• **Data shown**:
»»
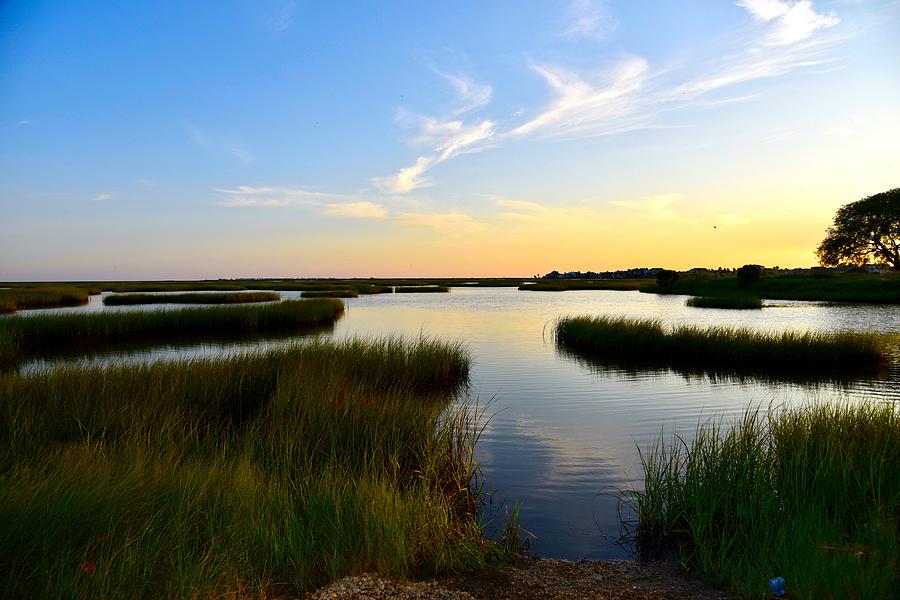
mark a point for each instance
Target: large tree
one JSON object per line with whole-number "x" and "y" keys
{"x": 864, "y": 231}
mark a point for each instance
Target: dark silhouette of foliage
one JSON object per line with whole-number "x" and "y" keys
{"x": 748, "y": 274}
{"x": 666, "y": 277}
{"x": 864, "y": 231}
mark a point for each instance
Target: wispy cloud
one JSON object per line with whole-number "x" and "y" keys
{"x": 282, "y": 17}
{"x": 588, "y": 19}
{"x": 791, "y": 21}
{"x": 219, "y": 147}
{"x": 470, "y": 94}
{"x": 444, "y": 137}
{"x": 657, "y": 208}
{"x": 332, "y": 205}
{"x": 607, "y": 106}
{"x": 356, "y": 210}
{"x": 448, "y": 223}
{"x": 847, "y": 127}
{"x": 104, "y": 197}
{"x": 627, "y": 94}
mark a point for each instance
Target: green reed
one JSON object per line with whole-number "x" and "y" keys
{"x": 735, "y": 348}
{"x": 261, "y": 474}
{"x": 337, "y": 293}
{"x": 190, "y": 298}
{"x": 36, "y": 333}
{"x": 811, "y": 494}
{"x": 422, "y": 289}
{"x": 731, "y": 301}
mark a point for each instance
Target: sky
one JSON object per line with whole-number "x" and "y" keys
{"x": 280, "y": 138}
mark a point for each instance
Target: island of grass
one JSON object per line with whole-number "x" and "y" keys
{"x": 41, "y": 333}
{"x": 732, "y": 302}
{"x": 42, "y": 296}
{"x": 259, "y": 475}
{"x": 336, "y": 293}
{"x": 811, "y": 494}
{"x": 818, "y": 285}
{"x": 422, "y": 289}
{"x": 731, "y": 348}
{"x": 564, "y": 285}
{"x": 191, "y": 298}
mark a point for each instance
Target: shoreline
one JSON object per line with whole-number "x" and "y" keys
{"x": 533, "y": 579}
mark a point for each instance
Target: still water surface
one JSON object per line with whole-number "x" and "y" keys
{"x": 563, "y": 434}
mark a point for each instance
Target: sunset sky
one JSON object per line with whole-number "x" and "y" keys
{"x": 257, "y": 138}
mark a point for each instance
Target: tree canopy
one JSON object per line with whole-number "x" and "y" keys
{"x": 864, "y": 231}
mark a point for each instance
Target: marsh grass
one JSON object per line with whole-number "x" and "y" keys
{"x": 269, "y": 473}
{"x": 190, "y": 298}
{"x": 40, "y": 333}
{"x": 564, "y": 285}
{"x": 861, "y": 288}
{"x": 422, "y": 289}
{"x": 732, "y": 302}
{"x": 342, "y": 293}
{"x": 810, "y": 493}
{"x": 721, "y": 347}
{"x": 25, "y": 298}
{"x": 373, "y": 289}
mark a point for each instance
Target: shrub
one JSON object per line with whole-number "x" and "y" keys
{"x": 749, "y": 274}
{"x": 666, "y": 277}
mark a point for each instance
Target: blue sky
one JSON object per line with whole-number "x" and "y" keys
{"x": 179, "y": 139}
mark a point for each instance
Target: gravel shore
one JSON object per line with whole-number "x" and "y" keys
{"x": 535, "y": 579}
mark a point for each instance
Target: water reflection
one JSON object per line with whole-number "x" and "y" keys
{"x": 564, "y": 431}
{"x": 715, "y": 375}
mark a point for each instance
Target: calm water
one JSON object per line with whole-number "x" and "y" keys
{"x": 563, "y": 436}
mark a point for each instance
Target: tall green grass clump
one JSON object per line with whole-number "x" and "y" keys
{"x": 205, "y": 298}
{"x": 811, "y": 494}
{"x": 732, "y": 302}
{"x": 564, "y": 285}
{"x": 267, "y": 474}
{"x": 421, "y": 289}
{"x": 336, "y": 293}
{"x": 41, "y": 296}
{"x": 734, "y": 348}
{"x": 36, "y": 333}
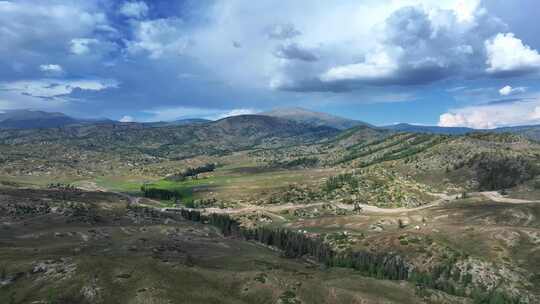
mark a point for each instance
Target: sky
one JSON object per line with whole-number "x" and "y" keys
{"x": 468, "y": 63}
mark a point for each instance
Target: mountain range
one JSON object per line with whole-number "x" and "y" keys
{"x": 31, "y": 119}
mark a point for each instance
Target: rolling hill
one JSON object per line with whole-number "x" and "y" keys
{"x": 314, "y": 118}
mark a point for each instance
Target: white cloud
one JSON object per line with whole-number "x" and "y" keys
{"x": 181, "y": 112}
{"x": 81, "y": 46}
{"x": 51, "y": 68}
{"x": 507, "y": 54}
{"x": 127, "y": 118}
{"x": 50, "y": 88}
{"x": 466, "y": 10}
{"x": 159, "y": 37}
{"x": 137, "y": 9}
{"x": 509, "y": 90}
{"x": 493, "y": 116}
{"x": 377, "y": 66}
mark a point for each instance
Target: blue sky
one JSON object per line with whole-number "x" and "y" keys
{"x": 448, "y": 62}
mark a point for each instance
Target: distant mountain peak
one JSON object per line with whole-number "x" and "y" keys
{"x": 313, "y": 117}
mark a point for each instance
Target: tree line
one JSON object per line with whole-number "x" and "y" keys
{"x": 192, "y": 172}
{"x": 161, "y": 194}
{"x": 295, "y": 244}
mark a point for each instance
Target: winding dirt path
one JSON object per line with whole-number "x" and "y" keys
{"x": 497, "y": 197}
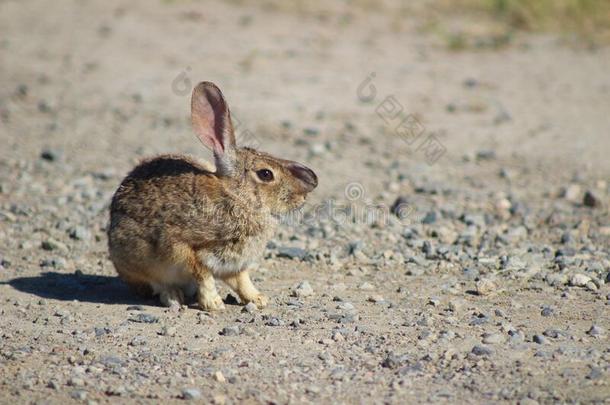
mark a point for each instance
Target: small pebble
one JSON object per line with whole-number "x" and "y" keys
{"x": 485, "y": 287}
{"x": 191, "y": 393}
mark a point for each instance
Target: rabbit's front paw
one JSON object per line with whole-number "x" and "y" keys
{"x": 211, "y": 303}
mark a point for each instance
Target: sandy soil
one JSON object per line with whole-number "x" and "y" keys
{"x": 493, "y": 288}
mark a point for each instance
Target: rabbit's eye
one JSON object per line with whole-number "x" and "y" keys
{"x": 265, "y": 175}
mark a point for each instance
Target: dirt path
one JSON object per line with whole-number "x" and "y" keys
{"x": 493, "y": 288}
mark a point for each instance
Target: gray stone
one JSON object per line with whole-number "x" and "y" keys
{"x": 591, "y": 200}
{"x": 540, "y": 339}
{"x": 291, "y": 252}
{"x": 144, "y": 318}
{"x": 302, "y": 290}
{"x": 51, "y": 244}
{"x": 481, "y": 351}
{"x": 249, "y": 308}
{"x": 79, "y": 233}
{"x": 232, "y": 330}
{"x": 493, "y": 338}
{"x": 191, "y": 393}
{"x": 596, "y": 331}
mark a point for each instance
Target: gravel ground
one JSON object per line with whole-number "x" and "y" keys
{"x": 464, "y": 259}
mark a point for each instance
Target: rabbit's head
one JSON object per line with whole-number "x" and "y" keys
{"x": 278, "y": 184}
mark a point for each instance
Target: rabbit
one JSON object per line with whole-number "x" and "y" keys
{"x": 177, "y": 224}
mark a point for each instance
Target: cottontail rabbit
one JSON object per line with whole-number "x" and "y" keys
{"x": 176, "y": 224}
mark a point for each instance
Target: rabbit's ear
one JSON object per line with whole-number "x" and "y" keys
{"x": 211, "y": 121}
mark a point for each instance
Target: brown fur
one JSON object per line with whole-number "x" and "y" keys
{"x": 175, "y": 223}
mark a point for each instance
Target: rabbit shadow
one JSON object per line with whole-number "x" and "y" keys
{"x": 77, "y": 286}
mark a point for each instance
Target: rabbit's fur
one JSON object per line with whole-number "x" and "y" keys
{"x": 177, "y": 224}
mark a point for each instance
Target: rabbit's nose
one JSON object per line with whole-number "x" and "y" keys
{"x": 305, "y": 174}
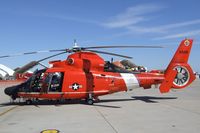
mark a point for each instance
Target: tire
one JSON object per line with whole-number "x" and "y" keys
{"x": 90, "y": 101}
{"x": 29, "y": 102}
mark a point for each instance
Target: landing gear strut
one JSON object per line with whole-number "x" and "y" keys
{"x": 28, "y": 102}
{"x": 90, "y": 100}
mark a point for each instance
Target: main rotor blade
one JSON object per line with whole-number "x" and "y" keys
{"x": 109, "y": 53}
{"x": 123, "y": 46}
{"x": 35, "y": 52}
{"x": 51, "y": 56}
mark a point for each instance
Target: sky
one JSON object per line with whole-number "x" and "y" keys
{"x": 54, "y": 24}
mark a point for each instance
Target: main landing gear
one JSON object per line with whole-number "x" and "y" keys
{"x": 90, "y": 100}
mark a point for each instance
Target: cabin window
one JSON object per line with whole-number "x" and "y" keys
{"x": 53, "y": 82}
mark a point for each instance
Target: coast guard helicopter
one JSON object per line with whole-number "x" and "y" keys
{"x": 85, "y": 75}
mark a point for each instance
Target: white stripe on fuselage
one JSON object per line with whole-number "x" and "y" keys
{"x": 130, "y": 81}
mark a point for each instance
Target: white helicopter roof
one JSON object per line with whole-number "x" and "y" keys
{"x": 4, "y": 70}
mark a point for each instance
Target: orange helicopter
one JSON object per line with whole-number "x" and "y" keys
{"x": 85, "y": 75}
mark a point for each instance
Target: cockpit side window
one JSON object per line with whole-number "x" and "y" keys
{"x": 53, "y": 82}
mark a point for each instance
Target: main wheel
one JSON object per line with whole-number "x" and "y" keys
{"x": 90, "y": 101}
{"x": 28, "y": 102}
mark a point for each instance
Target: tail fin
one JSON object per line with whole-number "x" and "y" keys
{"x": 179, "y": 74}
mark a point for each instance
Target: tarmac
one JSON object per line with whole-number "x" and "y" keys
{"x": 138, "y": 111}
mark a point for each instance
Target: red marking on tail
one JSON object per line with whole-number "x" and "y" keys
{"x": 179, "y": 74}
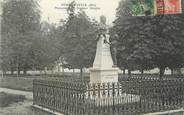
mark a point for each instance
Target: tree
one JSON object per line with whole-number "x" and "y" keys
{"x": 148, "y": 42}
{"x": 20, "y": 21}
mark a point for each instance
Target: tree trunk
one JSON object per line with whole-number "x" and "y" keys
{"x": 129, "y": 73}
{"x": 172, "y": 71}
{"x": 81, "y": 74}
{"x": 124, "y": 71}
{"x": 25, "y": 71}
{"x": 162, "y": 70}
{"x": 12, "y": 71}
{"x": 142, "y": 73}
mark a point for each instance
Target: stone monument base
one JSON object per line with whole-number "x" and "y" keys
{"x": 103, "y": 75}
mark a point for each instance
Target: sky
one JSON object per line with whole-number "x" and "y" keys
{"x": 54, "y": 10}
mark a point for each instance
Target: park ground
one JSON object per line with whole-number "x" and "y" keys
{"x": 19, "y": 87}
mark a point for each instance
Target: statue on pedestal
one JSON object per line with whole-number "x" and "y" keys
{"x": 103, "y": 30}
{"x": 103, "y": 69}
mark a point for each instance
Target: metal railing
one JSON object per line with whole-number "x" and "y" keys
{"x": 123, "y": 98}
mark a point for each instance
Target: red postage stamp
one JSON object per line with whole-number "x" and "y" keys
{"x": 168, "y": 6}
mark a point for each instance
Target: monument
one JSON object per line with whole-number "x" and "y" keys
{"x": 103, "y": 69}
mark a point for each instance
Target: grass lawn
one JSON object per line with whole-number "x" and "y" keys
{"x": 7, "y": 99}
{"x": 25, "y": 84}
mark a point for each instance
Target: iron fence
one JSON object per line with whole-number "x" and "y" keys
{"x": 122, "y": 98}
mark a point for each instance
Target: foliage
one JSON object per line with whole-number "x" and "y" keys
{"x": 20, "y": 25}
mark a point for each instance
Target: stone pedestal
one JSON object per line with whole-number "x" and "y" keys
{"x": 103, "y": 70}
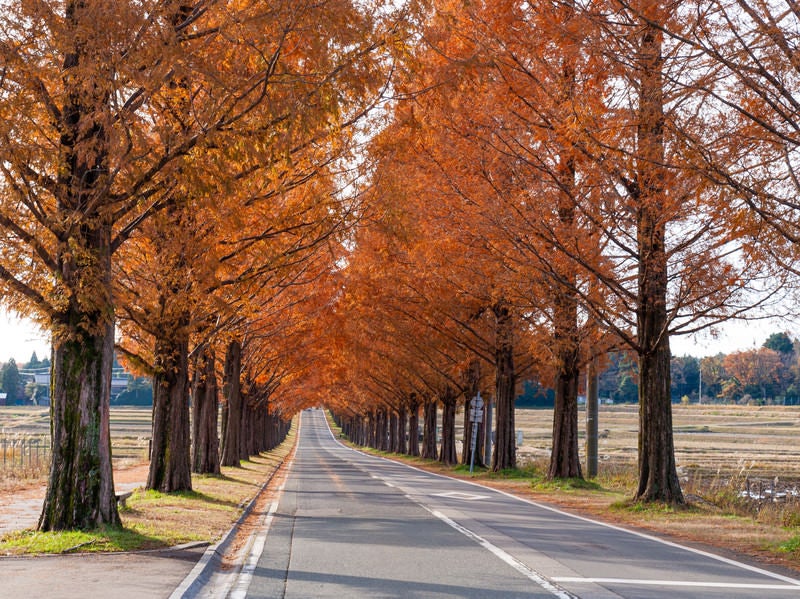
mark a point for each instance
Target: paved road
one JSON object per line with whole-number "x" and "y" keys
{"x": 352, "y": 525}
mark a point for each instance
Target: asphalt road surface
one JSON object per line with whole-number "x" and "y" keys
{"x": 350, "y": 525}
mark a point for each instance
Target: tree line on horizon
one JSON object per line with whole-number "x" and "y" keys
{"x": 386, "y": 208}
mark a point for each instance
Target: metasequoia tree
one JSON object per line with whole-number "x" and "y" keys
{"x": 471, "y": 109}
{"x": 95, "y": 138}
{"x": 752, "y": 105}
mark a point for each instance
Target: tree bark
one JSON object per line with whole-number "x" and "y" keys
{"x": 658, "y": 477}
{"x": 413, "y": 426}
{"x": 402, "y": 442}
{"x": 205, "y": 409}
{"x": 80, "y": 487}
{"x": 170, "y": 467}
{"x": 592, "y": 418}
{"x": 429, "y": 448}
{"x": 448, "y": 454}
{"x": 505, "y": 452}
{"x": 393, "y": 438}
{"x": 233, "y": 395}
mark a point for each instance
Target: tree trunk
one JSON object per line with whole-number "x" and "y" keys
{"x": 592, "y": 418}
{"x": 429, "y": 449}
{"x": 393, "y": 439}
{"x": 205, "y": 409}
{"x": 80, "y": 488}
{"x": 448, "y": 454}
{"x": 505, "y": 452}
{"x": 402, "y": 417}
{"x": 170, "y": 446}
{"x": 565, "y": 459}
{"x": 232, "y": 390}
{"x": 658, "y": 477}
{"x": 413, "y": 427}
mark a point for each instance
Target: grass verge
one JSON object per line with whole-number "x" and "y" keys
{"x": 153, "y": 520}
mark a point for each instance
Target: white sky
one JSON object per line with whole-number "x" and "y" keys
{"x": 20, "y": 338}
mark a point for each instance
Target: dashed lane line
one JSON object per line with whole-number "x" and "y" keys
{"x": 678, "y": 583}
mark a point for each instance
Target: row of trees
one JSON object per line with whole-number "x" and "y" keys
{"x": 561, "y": 179}
{"x": 171, "y": 181}
{"x": 547, "y": 182}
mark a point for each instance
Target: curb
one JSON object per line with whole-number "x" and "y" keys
{"x": 211, "y": 560}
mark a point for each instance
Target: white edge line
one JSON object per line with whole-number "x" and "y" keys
{"x": 725, "y": 560}
{"x": 246, "y": 574}
{"x": 675, "y": 583}
{"x": 505, "y": 557}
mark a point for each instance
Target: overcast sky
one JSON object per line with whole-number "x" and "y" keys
{"x": 20, "y": 338}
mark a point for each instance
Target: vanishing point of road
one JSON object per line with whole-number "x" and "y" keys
{"x": 351, "y": 525}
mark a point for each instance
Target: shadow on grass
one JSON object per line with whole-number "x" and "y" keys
{"x": 104, "y": 539}
{"x": 149, "y": 496}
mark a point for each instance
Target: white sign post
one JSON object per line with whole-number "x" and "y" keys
{"x": 475, "y": 417}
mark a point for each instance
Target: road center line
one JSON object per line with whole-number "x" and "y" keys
{"x": 677, "y": 583}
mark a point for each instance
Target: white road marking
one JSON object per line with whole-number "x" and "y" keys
{"x": 506, "y": 557}
{"x": 239, "y": 591}
{"x": 460, "y": 495}
{"x": 677, "y": 583}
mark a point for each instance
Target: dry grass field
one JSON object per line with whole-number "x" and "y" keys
{"x": 710, "y": 440}
{"x": 130, "y": 430}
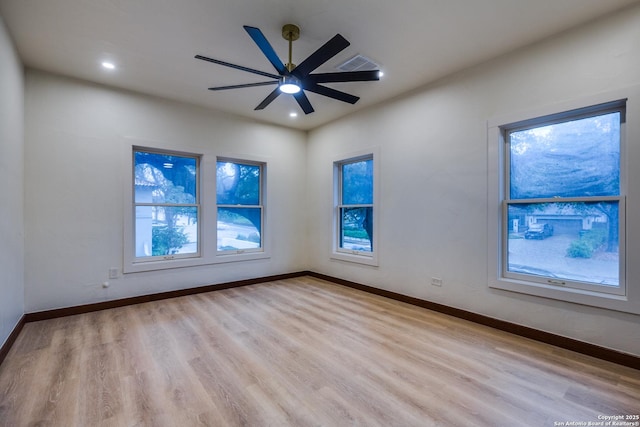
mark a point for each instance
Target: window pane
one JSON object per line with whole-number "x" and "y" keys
{"x": 356, "y": 229}
{"x": 239, "y": 228}
{"x": 357, "y": 183}
{"x": 163, "y": 178}
{"x": 571, "y": 159}
{"x": 237, "y": 184}
{"x": 164, "y": 230}
{"x": 573, "y": 241}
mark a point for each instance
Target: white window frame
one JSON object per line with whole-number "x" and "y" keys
{"x": 338, "y": 253}
{"x": 207, "y": 222}
{"x": 261, "y": 206}
{"x": 628, "y": 300}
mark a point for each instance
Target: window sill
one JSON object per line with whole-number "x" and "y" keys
{"x": 356, "y": 258}
{"x": 572, "y": 295}
{"x": 139, "y": 267}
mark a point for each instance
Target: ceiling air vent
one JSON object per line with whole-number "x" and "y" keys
{"x": 358, "y": 63}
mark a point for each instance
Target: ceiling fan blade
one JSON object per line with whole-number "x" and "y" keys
{"x": 273, "y": 95}
{"x": 331, "y": 93}
{"x": 244, "y": 85}
{"x": 266, "y": 48}
{"x": 303, "y": 102}
{"x": 238, "y": 67}
{"x": 347, "y": 76}
{"x": 327, "y": 51}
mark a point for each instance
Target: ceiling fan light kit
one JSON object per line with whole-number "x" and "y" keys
{"x": 296, "y": 79}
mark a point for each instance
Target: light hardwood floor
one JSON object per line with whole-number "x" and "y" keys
{"x": 297, "y": 352}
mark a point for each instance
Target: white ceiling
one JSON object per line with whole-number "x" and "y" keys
{"x": 153, "y": 43}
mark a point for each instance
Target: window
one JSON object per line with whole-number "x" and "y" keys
{"x": 240, "y": 210}
{"x": 166, "y": 204}
{"x": 563, "y": 216}
{"x": 354, "y": 209}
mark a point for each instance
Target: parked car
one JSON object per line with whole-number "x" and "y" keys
{"x": 539, "y": 231}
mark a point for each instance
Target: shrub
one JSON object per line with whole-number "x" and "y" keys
{"x": 167, "y": 240}
{"x": 580, "y": 249}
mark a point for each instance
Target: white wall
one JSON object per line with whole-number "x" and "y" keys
{"x": 11, "y": 187}
{"x": 78, "y": 141}
{"x": 434, "y": 191}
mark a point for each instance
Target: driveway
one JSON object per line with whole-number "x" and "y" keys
{"x": 548, "y": 257}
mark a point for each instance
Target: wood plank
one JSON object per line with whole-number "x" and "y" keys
{"x": 301, "y": 352}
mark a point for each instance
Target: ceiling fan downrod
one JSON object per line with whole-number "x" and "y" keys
{"x": 290, "y": 32}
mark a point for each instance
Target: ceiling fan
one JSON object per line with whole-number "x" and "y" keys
{"x": 295, "y": 79}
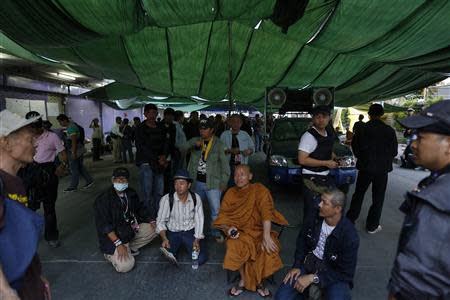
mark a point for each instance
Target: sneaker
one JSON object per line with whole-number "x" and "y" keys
{"x": 88, "y": 185}
{"x": 167, "y": 254}
{"x": 69, "y": 190}
{"x": 54, "y": 244}
{"x": 378, "y": 229}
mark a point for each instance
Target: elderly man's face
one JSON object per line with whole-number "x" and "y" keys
{"x": 327, "y": 209}
{"x": 431, "y": 150}
{"x": 182, "y": 186}
{"x": 242, "y": 176}
{"x": 20, "y": 145}
{"x": 320, "y": 121}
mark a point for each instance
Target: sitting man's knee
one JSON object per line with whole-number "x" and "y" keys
{"x": 124, "y": 266}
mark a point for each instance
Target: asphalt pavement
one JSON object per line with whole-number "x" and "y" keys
{"x": 77, "y": 269}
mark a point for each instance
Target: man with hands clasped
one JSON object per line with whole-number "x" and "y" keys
{"x": 326, "y": 253}
{"x": 180, "y": 219}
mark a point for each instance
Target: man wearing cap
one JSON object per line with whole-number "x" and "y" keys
{"x": 422, "y": 265}
{"x": 20, "y": 228}
{"x": 180, "y": 218}
{"x": 75, "y": 151}
{"x": 375, "y": 147}
{"x": 42, "y": 176}
{"x": 239, "y": 145}
{"x": 315, "y": 154}
{"x": 152, "y": 148}
{"x": 121, "y": 221}
{"x": 209, "y": 168}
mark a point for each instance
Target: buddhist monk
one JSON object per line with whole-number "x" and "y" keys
{"x": 246, "y": 215}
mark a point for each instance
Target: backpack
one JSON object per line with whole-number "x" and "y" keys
{"x": 194, "y": 198}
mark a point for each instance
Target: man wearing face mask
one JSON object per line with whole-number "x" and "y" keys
{"x": 120, "y": 220}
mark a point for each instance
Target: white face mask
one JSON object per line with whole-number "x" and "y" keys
{"x": 120, "y": 187}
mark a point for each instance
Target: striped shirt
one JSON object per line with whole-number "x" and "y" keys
{"x": 183, "y": 216}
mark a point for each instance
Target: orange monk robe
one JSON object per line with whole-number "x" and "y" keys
{"x": 246, "y": 210}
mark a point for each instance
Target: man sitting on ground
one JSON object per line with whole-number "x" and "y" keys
{"x": 326, "y": 254}
{"x": 246, "y": 216}
{"x": 121, "y": 221}
{"x": 180, "y": 219}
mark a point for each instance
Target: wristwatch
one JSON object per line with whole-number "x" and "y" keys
{"x": 316, "y": 279}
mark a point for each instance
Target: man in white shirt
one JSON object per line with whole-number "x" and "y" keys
{"x": 238, "y": 144}
{"x": 180, "y": 219}
{"x": 315, "y": 154}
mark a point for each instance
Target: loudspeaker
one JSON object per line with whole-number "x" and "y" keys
{"x": 292, "y": 100}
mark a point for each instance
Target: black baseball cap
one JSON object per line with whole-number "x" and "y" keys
{"x": 206, "y": 123}
{"x": 320, "y": 109}
{"x": 121, "y": 172}
{"x": 435, "y": 118}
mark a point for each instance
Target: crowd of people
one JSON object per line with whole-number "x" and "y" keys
{"x": 185, "y": 165}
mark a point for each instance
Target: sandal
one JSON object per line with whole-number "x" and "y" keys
{"x": 238, "y": 290}
{"x": 261, "y": 290}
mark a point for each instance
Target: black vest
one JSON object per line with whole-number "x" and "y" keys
{"x": 323, "y": 150}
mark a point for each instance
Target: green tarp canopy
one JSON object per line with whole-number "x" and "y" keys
{"x": 366, "y": 50}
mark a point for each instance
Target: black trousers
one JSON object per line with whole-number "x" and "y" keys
{"x": 96, "y": 149}
{"x": 379, "y": 183}
{"x": 45, "y": 190}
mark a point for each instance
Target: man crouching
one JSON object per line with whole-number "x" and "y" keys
{"x": 246, "y": 215}
{"x": 121, "y": 221}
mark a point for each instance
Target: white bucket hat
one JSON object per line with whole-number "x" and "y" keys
{"x": 10, "y": 122}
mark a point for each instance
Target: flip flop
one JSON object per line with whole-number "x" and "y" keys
{"x": 260, "y": 290}
{"x": 238, "y": 290}
{"x": 170, "y": 257}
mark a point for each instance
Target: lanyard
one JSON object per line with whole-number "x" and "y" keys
{"x": 207, "y": 148}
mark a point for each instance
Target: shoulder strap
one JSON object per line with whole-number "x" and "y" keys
{"x": 194, "y": 198}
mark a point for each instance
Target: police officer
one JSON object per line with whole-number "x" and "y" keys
{"x": 422, "y": 266}
{"x": 315, "y": 154}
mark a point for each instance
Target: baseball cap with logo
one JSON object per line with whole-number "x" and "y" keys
{"x": 10, "y": 122}
{"x": 435, "y": 118}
««
• **Written exercise**: Extract each line of the records that contains the word "pedestal".

• **Completed exercise**:
Target: statue on pedestal
Target: stone pedestal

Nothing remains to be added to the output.